# Data provided start

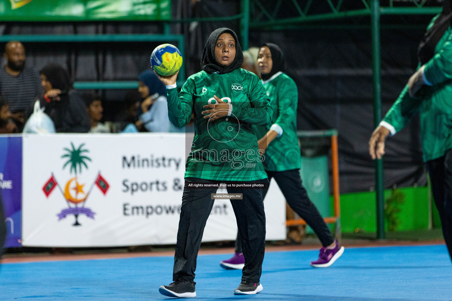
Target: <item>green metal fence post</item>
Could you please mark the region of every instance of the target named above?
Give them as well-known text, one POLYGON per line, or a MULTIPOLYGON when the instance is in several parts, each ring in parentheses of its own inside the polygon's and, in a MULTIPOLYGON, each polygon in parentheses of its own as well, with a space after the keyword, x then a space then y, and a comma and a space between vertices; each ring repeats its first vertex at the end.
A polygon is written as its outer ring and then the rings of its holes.
POLYGON ((250 0, 242 0, 242 18, 240 19, 240 36, 242 49, 248 49, 248 32, 250 30, 250 0))
MULTIPOLYGON (((183 60, 185 60, 187 58, 185 57, 184 43, 185 41, 184 39, 184 36, 180 36, 178 40, 177 48, 179 49, 179 51, 180 51, 180 54, 182 55, 183 60)), ((178 81, 180 82, 183 84, 185 82, 185 64, 186 63, 186 62, 182 62, 182 65, 180 67, 180 71, 179 71, 179 74, 178 75, 178 81)))
MULTIPOLYGON (((372 0, 372 69, 373 82, 373 123, 377 127, 381 120, 381 78, 380 54, 380 1, 372 0)), ((377 195, 377 238, 385 238, 383 159, 375 160, 375 192, 377 195)))
POLYGON ((168 22, 163 23, 163 33, 164 34, 171 34, 171 24, 168 22))

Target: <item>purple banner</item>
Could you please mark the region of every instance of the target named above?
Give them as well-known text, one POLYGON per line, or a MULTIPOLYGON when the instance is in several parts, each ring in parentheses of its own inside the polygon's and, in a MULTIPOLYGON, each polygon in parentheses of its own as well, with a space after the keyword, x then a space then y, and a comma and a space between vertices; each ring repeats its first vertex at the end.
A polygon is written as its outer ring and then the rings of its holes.
POLYGON ((94 219, 94 215, 96 213, 91 211, 89 208, 85 207, 74 207, 63 209, 58 213, 58 220, 64 218, 69 214, 85 214, 89 218, 94 219))
POLYGON ((5 247, 22 244, 22 138, 0 137, 0 189, 8 231, 5 247))

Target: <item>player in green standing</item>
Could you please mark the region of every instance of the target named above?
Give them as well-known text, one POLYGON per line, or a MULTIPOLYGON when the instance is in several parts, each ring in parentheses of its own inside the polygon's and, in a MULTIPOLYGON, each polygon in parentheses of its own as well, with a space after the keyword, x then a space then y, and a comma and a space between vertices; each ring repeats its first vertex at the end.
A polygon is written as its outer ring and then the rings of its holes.
MULTIPOLYGON (((273 110, 258 77, 240 69, 243 55, 237 35, 221 28, 210 35, 204 49, 203 70, 188 78, 179 93, 177 74, 159 79, 166 86, 168 115, 182 127, 194 116, 194 138, 186 165, 173 280, 162 286, 165 296, 193 297, 196 258, 217 187, 193 184, 266 181, 253 125, 265 125, 273 110), (263 181, 262 180, 264 180, 263 181)), ((265 216, 262 190, 228 189, 243 194, 231 200, 243 244, 245 264, 235 294, 262 290, 259 283, 265 251, 265 216)))
MULTIPOLYGON (((259 149, 265 151, 264 163, 268 181, 274 178, 287 204, 312 228, 320 239, 323 246, 320 250, 319 259, 311 262, 311 265, 329 267, 342 255, 344 248, 333 238, 301 185, 301 158, 297 135, 298 102, 297 85, 283 72, 284 56, 277 45, 267 43, 260 47, 258 65, 262 83, 273 108, 271 123, 253 127, 259 139, 259 149)), ((264 191, 264 197, 266 192, 264 191)), ((231 258, 220 262, 222 267, 227 269, 243 267, 245 260, 240 236, 239 232, 235 242, 235 254, 231 258)))

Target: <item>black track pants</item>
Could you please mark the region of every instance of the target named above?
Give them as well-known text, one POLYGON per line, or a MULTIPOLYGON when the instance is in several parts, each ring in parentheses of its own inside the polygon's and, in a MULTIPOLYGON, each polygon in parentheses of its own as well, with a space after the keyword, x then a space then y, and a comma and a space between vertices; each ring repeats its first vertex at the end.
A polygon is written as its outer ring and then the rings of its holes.
MULTIPOLYGON (((193 282, 196 257, 207 219, 215 200, 211 194, 217 188, 187 188, 188 182, 214 182, 198 178, 186 178, 182 196, 177 243, 174 257, 173 280, 182 278, 193 282)), ((249 183, 252 183, 250 182, 249 183)), ((262 272, 265 249, 265 214, 262 189, 228 189, 228 193, 243 194, 243 199, 231 199, 237 225, 241 237, 245 266, 242 279, 259 282, 262 272)))
POLYGON ((427 162, 432 192, 439 212, 443 235, 452 259, 452 149, 440 158, 427 162))
MULTIPOLYGON (((326 247, 332 244, 334 238, 315 205, 309 199, 306 190, 301 184, 300 171, 292 169, 284 171, 267 171, 267 176, 269 184, 272 178, 274 178, 289 206, 312 228, 322 245, 326 247)), ((264 198, 267 191, 264 191, 264 198)), ((235 240, 235 252, 241 253, 240 235, 237 234, 237 239, 235 240)))

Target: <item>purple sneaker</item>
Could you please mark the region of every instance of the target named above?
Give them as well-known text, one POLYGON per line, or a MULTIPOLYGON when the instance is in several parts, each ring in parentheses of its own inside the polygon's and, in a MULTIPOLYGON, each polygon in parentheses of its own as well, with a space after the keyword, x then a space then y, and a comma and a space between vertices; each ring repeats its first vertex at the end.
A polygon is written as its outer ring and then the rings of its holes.
POLYGON ((334 246, 323 247, 320 249, 319 259, 311 263, 314 268, 326 268, 334 263, 344 253, 344 247, 339 245, 339 243, 334 240, 334 246))
POLYGON ((243 253, 236 253, 232 258, 220 262, 221 268, 227 270, 242 269, 245 266, 245 257, 243 253))

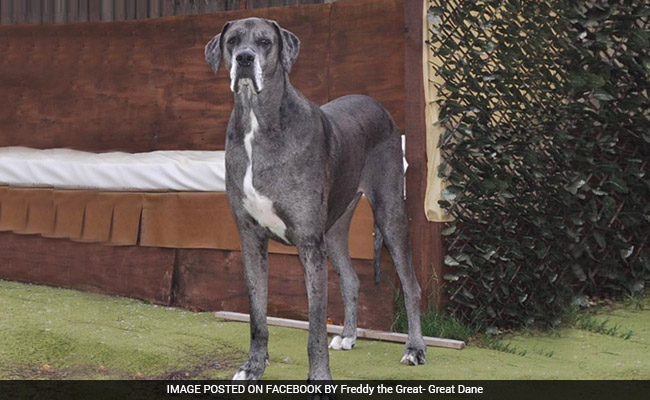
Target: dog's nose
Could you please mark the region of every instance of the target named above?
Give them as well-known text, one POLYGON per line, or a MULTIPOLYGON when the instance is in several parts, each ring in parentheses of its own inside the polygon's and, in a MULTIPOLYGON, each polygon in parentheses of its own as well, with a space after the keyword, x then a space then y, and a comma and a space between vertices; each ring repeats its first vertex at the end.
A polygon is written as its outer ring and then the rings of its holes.
POLYGON ((255 55, 248 51, 242 51, 237 54, 235 60, 237 60, 237 64, 239 64, 240 67, 250 67, 253 61, 255 61, 255 55))

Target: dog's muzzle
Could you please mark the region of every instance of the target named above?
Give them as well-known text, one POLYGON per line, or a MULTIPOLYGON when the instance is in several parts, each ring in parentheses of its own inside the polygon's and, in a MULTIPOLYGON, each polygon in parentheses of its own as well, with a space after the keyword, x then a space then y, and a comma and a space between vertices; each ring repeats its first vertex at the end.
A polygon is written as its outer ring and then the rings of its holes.
POLYGON ((230 90, 239 93, 242 86, 252 84, 255 93, 262 91, 262 68, 260 60, 250 50, 242 50, 234 56, 230 69, 230 90))

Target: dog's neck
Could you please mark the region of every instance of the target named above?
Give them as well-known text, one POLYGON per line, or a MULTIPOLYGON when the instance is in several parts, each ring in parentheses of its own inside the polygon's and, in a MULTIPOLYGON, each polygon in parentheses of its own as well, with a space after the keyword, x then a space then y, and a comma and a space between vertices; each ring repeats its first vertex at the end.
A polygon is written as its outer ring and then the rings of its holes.
POLYGON ((259 129, 277 131, 282 125, 280 108, 287 100, 296 96, 296 89, 289 82, 289 76, 282 68, 278 68, 275 79, 266 79, 264 89, 257 93, 251 83, 241 83, 235 93, 234 117, 239 125, 239 131, 250 129, 251 112, 255 114, 259 129))

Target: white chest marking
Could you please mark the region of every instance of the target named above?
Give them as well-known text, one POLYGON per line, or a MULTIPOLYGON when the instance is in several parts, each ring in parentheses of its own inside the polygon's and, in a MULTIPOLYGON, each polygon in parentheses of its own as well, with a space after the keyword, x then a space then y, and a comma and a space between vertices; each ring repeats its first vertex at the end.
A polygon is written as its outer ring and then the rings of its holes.
POLYGON ((248 167, 244 175, 244 209, 265 228, 268 228, 287 240, 284 233, 287 226, 273 211, 273 202, 268 197, 260 194, 253 187, 253 138, 259 129, 255 113, 251 110, 251 129, 244 135, 244 148, 248 155, 248 167))

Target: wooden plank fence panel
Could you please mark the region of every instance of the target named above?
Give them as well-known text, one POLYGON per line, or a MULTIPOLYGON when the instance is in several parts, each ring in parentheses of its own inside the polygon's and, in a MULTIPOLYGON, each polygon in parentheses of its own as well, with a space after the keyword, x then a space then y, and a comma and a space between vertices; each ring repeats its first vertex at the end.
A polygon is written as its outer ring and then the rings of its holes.
POLYGON ((0 25, 122 21, 337 0, 0 0, 0 25))
POLYGON ((11 6, 11 0, 0 0, 0 24, 7 25, 12 22, 11 6))
POLYGON ((116 294, 171 305, 174 251, 1 232, 3 262, 0 263, 0 279, 116 294))

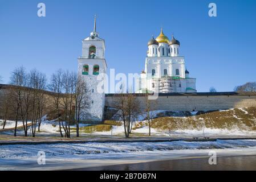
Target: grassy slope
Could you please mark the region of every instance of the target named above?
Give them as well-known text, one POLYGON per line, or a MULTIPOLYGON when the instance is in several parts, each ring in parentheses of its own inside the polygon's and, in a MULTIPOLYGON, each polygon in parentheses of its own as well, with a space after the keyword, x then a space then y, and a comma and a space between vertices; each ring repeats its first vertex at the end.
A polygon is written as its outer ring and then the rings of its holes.
POLYGON ((152 127, 161 130, 238 129, 256 130, 256 107, 214 111, 188 117, 162 117, 153 119, 152 127))

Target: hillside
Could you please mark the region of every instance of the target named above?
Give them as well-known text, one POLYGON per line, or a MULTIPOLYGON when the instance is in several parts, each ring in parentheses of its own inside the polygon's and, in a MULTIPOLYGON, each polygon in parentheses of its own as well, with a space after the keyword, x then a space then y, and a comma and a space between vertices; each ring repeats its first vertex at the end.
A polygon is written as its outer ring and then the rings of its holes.
POLYGON ((203 128, 256 131, 256 107, 215 111, 188 117, 162 117, 152 122, 160 130, 198 130, 203 128))

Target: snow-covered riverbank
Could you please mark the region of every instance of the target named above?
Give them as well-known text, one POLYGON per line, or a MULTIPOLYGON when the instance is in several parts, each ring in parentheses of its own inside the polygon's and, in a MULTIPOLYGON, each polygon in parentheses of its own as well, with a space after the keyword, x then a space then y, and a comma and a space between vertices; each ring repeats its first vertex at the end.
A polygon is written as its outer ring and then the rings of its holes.
POLYGON ((0 169, 62 169, 208 156, 256 154, 256 140, 149 143, 88 143, 0 146, 0 169), (46 165, 38 165, 38 152, 46 165))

# Data provided end

### Task statement:
Can you copy, character for character, the lines starting at the one that contains "Target: <item>purple sneaker</item>" and ending after the one that contains "POLYGON ((243 253, 236"?

### Correct result:
Target: <item>purple sneaker</item>
Could you please mark the region of every instance of the target named above?
Give them as well-known text, one POLYGON per line, or a MULTIPOLYGON when the instance is in several parts, each ring in parentheses of its own inside the polygon's and, in a MULTIPOLYGON, each polygon in parentheses of its own as well, with a space after the keyword, x then a space then y, and a comma and a space between vertices; each ring repeats its first vertex at the end.
A polygon is written as its outer ring and then the rings of its holes.
POLYGON ((334 246, 323 247, 320 249, 319 259, 311 263, 314 268, 326 268, 334 263, 344 253, 344 247, 339 245, 339 243, 334 240, 334 246))
POLYGON ((243 253, 236 253, 232 258, 220 262, 221 268, 227 270, 242 269, 245 266, 245 257, 243 253))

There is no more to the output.